[[ Data for review, beginning ]]

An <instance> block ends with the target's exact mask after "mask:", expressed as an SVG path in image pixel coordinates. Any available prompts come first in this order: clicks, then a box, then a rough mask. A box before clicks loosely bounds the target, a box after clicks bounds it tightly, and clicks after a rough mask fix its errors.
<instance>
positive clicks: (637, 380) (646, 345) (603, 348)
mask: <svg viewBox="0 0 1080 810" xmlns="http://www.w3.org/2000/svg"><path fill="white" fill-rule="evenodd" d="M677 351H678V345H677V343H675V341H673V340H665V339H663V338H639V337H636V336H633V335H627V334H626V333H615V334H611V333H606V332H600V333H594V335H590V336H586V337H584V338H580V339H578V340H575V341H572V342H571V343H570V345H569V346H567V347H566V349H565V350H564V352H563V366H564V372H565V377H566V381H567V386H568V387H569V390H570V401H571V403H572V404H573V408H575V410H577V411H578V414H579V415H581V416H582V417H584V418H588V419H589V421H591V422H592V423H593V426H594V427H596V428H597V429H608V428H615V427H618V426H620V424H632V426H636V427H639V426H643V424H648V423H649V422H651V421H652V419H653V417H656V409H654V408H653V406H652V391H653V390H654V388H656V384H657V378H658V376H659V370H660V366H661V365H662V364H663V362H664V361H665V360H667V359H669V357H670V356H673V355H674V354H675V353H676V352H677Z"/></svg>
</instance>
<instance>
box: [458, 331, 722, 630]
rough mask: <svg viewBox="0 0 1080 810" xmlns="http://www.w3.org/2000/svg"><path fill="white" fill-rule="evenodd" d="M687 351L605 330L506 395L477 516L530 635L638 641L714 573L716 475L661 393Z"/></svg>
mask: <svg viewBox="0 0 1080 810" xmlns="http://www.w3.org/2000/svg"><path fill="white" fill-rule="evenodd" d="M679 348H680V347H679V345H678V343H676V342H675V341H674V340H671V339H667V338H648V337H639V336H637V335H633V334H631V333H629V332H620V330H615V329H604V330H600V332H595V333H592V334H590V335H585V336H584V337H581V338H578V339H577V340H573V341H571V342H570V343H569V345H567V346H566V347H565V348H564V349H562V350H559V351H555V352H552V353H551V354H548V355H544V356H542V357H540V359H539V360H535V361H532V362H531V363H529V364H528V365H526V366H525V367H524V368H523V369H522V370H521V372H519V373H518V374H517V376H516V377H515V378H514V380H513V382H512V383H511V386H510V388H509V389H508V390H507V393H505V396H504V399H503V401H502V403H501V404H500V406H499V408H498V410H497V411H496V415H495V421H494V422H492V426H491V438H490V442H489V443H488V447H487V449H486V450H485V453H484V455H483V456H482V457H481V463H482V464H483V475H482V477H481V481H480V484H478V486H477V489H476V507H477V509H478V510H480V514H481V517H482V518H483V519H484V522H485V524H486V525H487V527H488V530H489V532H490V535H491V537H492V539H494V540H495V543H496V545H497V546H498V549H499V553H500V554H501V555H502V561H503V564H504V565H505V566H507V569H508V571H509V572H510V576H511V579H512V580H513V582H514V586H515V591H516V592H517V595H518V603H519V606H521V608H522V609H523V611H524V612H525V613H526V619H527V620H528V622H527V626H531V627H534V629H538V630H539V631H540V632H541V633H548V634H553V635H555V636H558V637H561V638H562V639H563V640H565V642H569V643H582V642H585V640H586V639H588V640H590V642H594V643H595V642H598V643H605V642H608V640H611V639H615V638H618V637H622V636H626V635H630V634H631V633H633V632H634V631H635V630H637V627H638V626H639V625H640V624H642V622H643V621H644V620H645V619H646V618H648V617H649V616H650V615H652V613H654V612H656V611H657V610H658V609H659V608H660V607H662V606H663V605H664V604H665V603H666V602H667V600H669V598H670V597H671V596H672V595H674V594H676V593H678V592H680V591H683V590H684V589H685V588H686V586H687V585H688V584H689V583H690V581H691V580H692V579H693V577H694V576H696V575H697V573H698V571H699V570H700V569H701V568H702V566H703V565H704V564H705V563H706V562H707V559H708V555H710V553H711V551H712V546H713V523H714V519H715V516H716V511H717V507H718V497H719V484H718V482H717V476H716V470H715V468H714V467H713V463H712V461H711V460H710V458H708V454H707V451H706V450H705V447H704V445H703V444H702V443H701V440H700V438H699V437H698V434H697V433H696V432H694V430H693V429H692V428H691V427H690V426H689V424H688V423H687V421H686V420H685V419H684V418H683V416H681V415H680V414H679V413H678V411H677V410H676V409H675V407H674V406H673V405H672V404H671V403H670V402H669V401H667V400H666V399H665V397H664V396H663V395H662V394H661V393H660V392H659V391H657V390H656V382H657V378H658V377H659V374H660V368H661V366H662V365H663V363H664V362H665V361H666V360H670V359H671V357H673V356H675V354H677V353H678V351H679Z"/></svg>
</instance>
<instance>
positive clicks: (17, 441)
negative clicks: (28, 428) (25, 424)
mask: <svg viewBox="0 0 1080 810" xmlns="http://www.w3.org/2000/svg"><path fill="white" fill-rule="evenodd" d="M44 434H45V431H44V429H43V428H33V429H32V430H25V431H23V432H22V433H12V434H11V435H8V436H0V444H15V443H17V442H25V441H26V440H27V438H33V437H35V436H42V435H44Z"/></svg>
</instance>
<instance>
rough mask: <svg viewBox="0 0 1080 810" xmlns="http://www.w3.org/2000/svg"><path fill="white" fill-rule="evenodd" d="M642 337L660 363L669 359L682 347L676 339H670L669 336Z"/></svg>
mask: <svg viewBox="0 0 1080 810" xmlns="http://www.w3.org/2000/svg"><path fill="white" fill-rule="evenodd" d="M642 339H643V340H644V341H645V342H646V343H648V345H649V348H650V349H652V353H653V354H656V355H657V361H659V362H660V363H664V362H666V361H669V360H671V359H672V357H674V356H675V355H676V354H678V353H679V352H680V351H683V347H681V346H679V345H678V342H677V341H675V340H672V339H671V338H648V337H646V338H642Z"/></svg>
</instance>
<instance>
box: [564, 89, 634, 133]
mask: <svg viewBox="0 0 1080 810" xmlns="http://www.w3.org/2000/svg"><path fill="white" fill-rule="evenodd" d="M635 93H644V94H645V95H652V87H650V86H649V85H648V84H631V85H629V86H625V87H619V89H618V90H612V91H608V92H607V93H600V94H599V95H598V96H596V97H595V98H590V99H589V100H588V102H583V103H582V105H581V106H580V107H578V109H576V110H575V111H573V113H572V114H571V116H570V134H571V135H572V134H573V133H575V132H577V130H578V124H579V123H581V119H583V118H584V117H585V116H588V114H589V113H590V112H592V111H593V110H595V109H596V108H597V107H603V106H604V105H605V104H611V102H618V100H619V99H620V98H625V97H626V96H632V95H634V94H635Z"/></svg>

[[ Data for review, end ]]

- Task to complete -
What you output must match the lines from the beginning of the material through the line with "box: [458, 331, 722, 630]" exactly, both ends included.

- Solution to the exercise -
An <instance> block ends with the target's exact mask after "mask:", expressed as an SVG path in image pixel coordinates. Any available prompts come first in this order: clicks, then a box, then a rough mask. A box before clicks loosely bounds the target, a box after clicks bounds it tightly, and clicks after a rough mask fix its errors.
<instance>
positive clicks: (637, 380) (646, 345) (603, 348)
mask: <svg viewBox="0 0 1080 810" xmlns="http://www.w3.org/2000/svg"><path fill="white" fill-rule="evenodd" d="M677 351H678V345H677V343H675V341H673V340H665V339H663V338H639V337H636V336H633V335H627V334H626V333H615V334H611V333H606V332H600V333H594V335H590V336H586V337H584V338H580V339H578V340H575V341H572V342H571V343H570V345H569V346H567V347H566V349H565V350H564V352H563V366H564V372H565V377H566V381H567V386H568V387H569V390H570V401H571V403H572V404H573V408H575V410H577V411H578V414H579V415H581V416H582V417H584V418H588V419H589V421H591V422H592V423H593V426H594V427H596V428H597V429H608V428H615V427H618V426H620V424H632V426H636V427H639V426H643V424H648V423H649V422H651V421H652V419H653V417H656V409H654V408H653V406H652V391H653V390H654V388H656V384H657V378H658V376H659V370H660V366H661V365H662V364H663V362H664V361H665V360H667V359H669V357H670V356H673V355H674V354H675V353H676V352H677Z"/></svg>
</instance>
<instance>
box: [458, 331, 722, 630]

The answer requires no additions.